_EXERCISE INPUT_
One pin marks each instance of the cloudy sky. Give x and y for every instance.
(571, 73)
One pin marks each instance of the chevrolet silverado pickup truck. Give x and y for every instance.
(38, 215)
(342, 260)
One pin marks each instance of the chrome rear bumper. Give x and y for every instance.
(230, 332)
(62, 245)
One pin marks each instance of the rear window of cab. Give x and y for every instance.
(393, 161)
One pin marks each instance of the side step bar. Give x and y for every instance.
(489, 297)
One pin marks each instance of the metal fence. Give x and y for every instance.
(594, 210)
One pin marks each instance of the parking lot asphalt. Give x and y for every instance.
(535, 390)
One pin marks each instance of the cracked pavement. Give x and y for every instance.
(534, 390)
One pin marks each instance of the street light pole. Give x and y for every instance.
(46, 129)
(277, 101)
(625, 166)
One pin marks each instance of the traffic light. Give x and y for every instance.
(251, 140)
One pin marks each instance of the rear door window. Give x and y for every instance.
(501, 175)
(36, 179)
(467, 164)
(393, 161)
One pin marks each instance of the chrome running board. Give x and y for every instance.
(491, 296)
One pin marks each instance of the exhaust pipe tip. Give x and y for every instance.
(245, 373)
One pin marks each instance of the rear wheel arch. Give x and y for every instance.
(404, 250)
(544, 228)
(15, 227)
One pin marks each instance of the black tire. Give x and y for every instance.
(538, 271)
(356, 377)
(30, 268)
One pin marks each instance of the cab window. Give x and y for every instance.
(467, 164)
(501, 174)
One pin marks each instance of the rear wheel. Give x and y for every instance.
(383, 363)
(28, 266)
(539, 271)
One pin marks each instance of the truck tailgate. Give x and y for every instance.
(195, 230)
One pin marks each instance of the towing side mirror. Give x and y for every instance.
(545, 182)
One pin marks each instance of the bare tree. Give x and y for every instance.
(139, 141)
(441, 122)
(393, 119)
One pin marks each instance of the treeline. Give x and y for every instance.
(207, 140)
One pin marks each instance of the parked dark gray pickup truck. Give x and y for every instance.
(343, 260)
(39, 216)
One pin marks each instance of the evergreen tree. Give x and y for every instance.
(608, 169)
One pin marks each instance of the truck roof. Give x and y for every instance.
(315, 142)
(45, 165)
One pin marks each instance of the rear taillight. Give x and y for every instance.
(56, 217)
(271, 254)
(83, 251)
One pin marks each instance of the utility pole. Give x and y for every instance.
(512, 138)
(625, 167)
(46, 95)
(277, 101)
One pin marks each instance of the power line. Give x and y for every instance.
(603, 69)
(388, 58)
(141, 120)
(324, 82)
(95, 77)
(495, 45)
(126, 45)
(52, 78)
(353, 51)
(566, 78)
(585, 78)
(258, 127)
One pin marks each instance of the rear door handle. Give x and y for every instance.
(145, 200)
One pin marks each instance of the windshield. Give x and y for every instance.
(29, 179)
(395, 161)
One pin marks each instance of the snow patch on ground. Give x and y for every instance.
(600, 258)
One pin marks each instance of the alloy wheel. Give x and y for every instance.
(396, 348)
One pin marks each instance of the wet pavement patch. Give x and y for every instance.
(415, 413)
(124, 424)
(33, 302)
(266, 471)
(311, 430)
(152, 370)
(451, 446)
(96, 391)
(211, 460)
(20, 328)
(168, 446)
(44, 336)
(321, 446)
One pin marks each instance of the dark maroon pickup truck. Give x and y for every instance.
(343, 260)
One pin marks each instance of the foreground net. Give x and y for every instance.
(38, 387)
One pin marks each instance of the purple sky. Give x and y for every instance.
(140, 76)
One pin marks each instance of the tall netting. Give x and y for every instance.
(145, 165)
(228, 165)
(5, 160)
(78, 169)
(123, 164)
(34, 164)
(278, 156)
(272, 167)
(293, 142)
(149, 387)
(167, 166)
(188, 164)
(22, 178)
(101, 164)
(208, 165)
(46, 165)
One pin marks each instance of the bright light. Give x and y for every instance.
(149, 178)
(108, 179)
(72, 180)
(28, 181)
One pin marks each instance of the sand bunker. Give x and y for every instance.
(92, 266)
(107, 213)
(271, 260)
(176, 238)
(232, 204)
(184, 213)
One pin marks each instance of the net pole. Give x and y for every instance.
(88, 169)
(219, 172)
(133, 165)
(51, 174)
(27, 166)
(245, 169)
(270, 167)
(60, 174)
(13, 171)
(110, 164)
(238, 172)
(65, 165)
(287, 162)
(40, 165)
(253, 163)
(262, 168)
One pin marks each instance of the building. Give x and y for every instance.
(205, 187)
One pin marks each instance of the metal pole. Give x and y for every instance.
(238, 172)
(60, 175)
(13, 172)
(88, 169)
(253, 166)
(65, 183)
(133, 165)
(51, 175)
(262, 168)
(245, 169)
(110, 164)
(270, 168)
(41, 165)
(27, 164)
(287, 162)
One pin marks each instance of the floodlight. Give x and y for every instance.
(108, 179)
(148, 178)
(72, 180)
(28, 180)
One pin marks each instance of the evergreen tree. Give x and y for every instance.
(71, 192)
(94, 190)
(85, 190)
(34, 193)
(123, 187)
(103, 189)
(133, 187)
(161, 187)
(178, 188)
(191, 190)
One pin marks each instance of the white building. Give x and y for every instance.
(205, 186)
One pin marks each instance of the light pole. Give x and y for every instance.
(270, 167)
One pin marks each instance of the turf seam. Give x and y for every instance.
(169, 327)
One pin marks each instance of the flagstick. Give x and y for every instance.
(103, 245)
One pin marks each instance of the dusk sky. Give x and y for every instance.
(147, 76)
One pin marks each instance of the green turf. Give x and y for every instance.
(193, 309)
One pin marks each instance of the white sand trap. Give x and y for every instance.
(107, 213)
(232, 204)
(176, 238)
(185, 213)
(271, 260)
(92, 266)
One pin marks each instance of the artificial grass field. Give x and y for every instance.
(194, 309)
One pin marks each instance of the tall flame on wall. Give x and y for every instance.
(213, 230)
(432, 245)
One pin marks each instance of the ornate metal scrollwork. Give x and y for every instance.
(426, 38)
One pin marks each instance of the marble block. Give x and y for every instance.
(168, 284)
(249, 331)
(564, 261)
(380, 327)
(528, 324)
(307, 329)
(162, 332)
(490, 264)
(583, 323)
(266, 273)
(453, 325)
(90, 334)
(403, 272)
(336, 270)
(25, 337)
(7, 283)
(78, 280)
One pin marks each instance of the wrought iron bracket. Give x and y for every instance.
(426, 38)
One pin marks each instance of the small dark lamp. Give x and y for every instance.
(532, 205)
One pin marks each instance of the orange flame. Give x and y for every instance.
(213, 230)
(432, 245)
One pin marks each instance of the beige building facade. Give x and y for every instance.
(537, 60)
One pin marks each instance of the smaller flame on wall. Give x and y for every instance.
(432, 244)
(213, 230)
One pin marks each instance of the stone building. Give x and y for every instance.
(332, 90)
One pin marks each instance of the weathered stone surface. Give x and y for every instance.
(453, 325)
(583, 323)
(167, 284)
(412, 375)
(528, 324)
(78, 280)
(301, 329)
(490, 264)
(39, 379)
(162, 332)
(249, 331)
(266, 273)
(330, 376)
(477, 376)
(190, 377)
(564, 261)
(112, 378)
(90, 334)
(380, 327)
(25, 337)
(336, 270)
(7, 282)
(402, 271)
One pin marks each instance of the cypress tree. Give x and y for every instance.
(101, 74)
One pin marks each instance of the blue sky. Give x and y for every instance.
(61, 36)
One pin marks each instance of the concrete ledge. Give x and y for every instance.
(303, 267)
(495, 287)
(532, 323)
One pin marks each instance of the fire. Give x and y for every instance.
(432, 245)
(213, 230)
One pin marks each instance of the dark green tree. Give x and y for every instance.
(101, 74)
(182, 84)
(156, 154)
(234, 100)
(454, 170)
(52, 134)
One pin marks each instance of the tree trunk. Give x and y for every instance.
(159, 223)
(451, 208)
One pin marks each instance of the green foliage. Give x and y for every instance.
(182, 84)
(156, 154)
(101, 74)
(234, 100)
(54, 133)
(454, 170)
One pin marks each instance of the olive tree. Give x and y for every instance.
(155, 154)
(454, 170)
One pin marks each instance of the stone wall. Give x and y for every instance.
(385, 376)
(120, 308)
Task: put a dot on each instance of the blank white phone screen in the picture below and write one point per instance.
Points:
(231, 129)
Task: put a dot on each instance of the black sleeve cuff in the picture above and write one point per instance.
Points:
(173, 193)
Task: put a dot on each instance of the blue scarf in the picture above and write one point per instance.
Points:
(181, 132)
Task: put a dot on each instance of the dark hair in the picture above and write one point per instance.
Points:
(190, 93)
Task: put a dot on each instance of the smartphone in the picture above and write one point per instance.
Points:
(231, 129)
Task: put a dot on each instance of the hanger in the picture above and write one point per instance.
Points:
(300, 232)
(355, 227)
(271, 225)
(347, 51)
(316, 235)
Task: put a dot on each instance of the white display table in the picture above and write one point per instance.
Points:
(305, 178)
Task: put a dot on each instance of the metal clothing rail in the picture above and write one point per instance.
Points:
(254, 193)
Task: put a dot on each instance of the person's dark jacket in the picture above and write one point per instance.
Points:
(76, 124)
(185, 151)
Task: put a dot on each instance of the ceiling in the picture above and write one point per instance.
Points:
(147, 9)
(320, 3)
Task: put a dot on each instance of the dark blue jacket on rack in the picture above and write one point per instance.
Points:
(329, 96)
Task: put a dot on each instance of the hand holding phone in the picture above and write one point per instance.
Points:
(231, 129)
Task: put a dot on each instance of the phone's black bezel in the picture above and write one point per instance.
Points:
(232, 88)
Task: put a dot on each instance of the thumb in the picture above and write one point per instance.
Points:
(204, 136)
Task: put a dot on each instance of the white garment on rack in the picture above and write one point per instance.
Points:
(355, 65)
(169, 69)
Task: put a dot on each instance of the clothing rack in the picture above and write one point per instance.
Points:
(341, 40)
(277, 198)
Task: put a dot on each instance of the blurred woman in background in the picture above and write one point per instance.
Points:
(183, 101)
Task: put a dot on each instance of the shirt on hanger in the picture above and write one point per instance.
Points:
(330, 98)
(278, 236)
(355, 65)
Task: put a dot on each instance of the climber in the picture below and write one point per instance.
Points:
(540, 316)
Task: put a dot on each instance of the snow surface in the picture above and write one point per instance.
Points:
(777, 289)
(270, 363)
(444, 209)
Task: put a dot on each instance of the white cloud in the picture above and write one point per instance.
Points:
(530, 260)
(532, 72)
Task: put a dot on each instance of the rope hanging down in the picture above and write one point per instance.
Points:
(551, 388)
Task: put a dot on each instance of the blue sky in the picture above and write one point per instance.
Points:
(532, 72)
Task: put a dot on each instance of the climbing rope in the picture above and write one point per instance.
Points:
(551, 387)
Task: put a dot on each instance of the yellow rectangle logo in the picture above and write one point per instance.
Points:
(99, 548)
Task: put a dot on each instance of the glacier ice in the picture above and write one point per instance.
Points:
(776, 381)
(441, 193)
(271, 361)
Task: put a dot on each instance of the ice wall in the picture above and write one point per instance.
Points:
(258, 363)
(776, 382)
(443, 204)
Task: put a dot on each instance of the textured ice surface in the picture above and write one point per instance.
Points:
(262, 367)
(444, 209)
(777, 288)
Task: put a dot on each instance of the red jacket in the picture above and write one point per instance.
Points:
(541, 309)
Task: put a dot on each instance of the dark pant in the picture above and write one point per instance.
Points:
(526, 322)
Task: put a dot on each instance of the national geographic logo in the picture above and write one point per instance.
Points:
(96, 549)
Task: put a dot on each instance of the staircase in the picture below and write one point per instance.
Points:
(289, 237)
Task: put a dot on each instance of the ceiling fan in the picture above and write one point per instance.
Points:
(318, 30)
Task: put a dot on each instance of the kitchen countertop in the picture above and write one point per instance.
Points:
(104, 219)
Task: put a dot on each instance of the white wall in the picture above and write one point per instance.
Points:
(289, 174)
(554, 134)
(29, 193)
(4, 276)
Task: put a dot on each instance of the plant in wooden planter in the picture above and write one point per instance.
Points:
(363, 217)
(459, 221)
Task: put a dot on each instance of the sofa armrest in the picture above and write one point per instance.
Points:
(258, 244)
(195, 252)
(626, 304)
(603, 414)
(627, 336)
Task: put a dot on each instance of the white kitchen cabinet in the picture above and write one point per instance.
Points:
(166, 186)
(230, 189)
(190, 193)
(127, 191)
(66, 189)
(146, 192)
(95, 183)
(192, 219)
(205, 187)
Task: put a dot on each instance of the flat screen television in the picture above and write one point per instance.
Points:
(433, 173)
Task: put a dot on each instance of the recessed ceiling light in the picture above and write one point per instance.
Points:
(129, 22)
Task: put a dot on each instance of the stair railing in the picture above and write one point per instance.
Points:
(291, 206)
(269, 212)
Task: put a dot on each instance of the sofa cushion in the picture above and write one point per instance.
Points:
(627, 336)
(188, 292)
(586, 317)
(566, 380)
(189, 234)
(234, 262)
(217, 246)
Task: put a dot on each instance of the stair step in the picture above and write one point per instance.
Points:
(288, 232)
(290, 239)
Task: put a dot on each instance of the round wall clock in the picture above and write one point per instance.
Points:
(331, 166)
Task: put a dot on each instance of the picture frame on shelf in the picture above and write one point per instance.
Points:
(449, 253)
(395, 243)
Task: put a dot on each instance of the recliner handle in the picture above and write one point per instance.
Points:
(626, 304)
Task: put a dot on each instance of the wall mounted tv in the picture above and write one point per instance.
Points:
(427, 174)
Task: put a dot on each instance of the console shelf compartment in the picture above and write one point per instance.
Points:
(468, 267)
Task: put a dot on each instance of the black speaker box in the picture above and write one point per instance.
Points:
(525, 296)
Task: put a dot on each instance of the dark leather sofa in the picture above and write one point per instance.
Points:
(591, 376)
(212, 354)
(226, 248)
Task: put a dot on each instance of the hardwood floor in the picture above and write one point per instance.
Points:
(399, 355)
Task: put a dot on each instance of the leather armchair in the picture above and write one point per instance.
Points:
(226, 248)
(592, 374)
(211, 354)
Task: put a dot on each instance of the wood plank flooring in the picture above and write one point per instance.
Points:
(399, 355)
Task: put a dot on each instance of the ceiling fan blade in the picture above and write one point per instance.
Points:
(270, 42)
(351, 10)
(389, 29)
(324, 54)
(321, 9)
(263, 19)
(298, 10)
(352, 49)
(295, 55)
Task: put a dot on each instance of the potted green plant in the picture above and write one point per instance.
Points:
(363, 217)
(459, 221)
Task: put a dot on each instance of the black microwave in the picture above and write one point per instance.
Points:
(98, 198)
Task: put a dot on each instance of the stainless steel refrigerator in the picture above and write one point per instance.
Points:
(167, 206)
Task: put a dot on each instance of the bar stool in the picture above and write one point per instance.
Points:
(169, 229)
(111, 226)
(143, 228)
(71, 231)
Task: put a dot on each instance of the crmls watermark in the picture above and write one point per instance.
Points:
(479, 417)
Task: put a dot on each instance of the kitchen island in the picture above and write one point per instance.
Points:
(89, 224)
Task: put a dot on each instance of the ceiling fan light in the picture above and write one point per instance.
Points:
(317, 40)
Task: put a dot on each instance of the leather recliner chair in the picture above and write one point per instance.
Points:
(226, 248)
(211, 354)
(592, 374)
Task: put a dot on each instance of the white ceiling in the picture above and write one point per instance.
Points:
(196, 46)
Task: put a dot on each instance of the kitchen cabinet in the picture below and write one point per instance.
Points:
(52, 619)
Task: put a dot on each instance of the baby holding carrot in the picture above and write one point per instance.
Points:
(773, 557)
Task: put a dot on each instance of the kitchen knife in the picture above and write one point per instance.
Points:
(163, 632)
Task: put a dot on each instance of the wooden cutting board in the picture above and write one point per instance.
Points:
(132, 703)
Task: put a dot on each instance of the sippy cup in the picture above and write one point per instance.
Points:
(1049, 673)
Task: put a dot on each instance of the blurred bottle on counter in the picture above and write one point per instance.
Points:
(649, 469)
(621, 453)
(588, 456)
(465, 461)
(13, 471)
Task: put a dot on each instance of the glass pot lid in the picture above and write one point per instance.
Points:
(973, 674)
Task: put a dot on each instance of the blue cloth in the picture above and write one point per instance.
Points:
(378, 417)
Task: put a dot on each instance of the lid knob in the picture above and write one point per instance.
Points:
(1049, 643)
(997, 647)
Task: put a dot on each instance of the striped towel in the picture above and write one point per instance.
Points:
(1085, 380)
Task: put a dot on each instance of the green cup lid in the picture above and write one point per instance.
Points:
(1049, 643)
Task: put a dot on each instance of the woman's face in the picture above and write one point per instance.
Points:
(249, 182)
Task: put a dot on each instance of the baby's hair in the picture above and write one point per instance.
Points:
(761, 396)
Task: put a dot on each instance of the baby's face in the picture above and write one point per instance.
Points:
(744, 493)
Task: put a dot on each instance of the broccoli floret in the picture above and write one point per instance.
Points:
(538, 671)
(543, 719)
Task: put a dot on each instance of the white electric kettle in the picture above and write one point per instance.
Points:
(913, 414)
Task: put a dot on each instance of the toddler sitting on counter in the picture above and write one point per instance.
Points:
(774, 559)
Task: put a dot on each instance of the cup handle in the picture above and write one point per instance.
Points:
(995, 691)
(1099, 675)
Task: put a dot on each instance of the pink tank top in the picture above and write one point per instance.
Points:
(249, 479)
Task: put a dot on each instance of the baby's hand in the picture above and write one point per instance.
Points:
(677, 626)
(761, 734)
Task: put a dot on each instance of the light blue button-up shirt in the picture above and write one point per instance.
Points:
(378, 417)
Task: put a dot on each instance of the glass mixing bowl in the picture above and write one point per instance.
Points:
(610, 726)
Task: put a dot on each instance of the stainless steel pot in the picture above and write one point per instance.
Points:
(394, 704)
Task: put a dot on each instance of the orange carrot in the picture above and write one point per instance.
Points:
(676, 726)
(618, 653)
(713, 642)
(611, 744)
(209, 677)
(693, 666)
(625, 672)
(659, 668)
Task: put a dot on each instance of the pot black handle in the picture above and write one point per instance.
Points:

_YOUR GOAL_
Quote the line that contains "Task: put a dot on each instance of the glass mixing" and each line after it through the end of the data, exactly, leaving out everything else.

_FULL ANSWER_
Task: put a dot on each instance of the glass mixing bowl in the picture above and write one point per instance.
Points:
(610, 726)
Task: put a dot on each instance of the stainless steel pot in the picture above and write one point per instance.
Points:
(394, 704)
Task: put a dot on each instance of the orange carrot in the picture above and write one point per instance.
Points:
(676, 726)
(618, 653)
(713, 642)
(611, 744)
(209, 677)
(693, 666)
(625, 672)
(659, 668)
Task: put a dot on each instance of the pot black handle in the picture above and write one point per instance.
Points:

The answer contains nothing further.